**Description of the task:**
Reproduce the listing below without changes, except that pictures are left out.

**Material shown:**

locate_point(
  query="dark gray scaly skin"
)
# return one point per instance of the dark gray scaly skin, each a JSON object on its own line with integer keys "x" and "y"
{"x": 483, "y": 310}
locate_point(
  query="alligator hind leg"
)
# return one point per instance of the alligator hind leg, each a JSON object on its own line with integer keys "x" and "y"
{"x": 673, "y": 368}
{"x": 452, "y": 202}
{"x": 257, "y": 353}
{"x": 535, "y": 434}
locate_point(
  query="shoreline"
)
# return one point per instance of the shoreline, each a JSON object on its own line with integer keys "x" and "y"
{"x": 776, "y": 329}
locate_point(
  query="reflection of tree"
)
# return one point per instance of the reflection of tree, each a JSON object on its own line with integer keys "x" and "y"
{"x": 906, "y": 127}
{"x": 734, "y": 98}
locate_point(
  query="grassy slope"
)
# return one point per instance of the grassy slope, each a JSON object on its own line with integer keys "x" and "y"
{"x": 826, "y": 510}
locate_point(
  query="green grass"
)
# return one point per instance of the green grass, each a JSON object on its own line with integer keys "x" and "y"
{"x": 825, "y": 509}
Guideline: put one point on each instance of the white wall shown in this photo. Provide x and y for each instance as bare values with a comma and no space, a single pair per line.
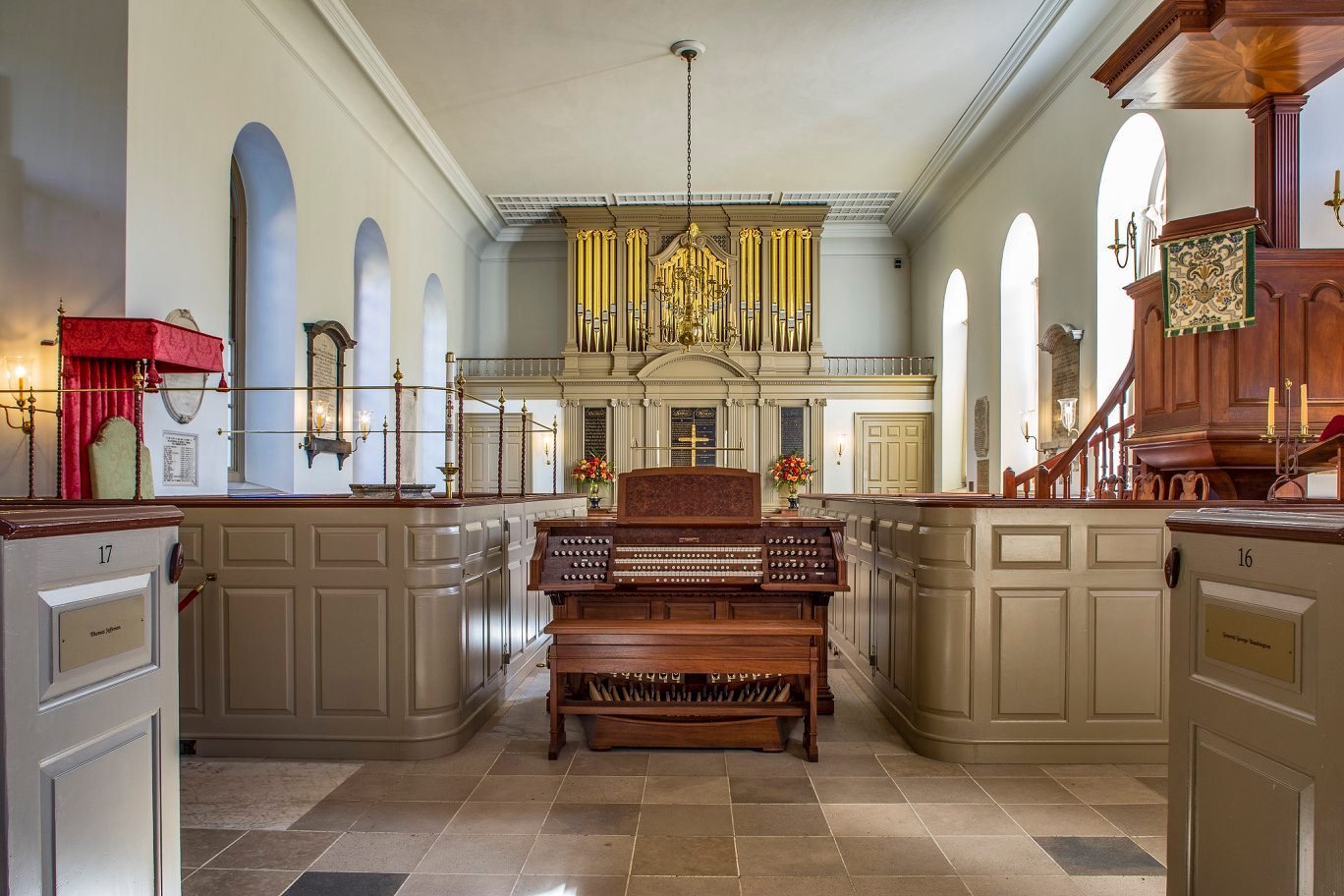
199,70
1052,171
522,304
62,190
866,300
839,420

**In response:**
locate_point(
  query="dark gray scaly skin"
)
# return one point per instance of the dark gray scaly skin, each a JSON object on its own line with integer keys "x" and "y"
{"x": 483, "y": 310}
locate_point(
  query="alligator hind leg"
)
# return one point per instance of the alligator hind leg, each a JSON object on its own line with integer keys "x" and "y"
{"x": 673, "y": 368}
{"x": 452, "y": 202}
{"x": 257, "y": 353}
{"x": 535, "y": 434}
locate_point(
  query="shoreline"
)
# return one point per instance of the shoreline, each a JSON object on its own line with integer keys "x" and "y"
{"x": 776, "y": 329}
locate_point(
  query="reflection of tree"
)
# return one point per instance of the reflection of tree, each a JSON object on its own line with integer keys "x" and "y"
{"x": 906, "y": 127}
{"x": 734, "y": 98}
locate_point(
  query="grassy slope"
)
# return one point per instance of the grassy slope, each a JSON object on its own line with integer keys "x" and "y"
{"x": 826, "y": 510}
locate_point(
  query="green grass"
)
# return one point per instance of the green grass, each a JSON object on its own line with integer keys "x" and "y"
{"x": 825, "y": 509}
Guideline: put one point on each instance of the white wall shown in this photo. Provide x and y for each instance as bare values with a comma and no space, a single pair per line.
199,70
1052,171
522,304
62,190
866,300
839,420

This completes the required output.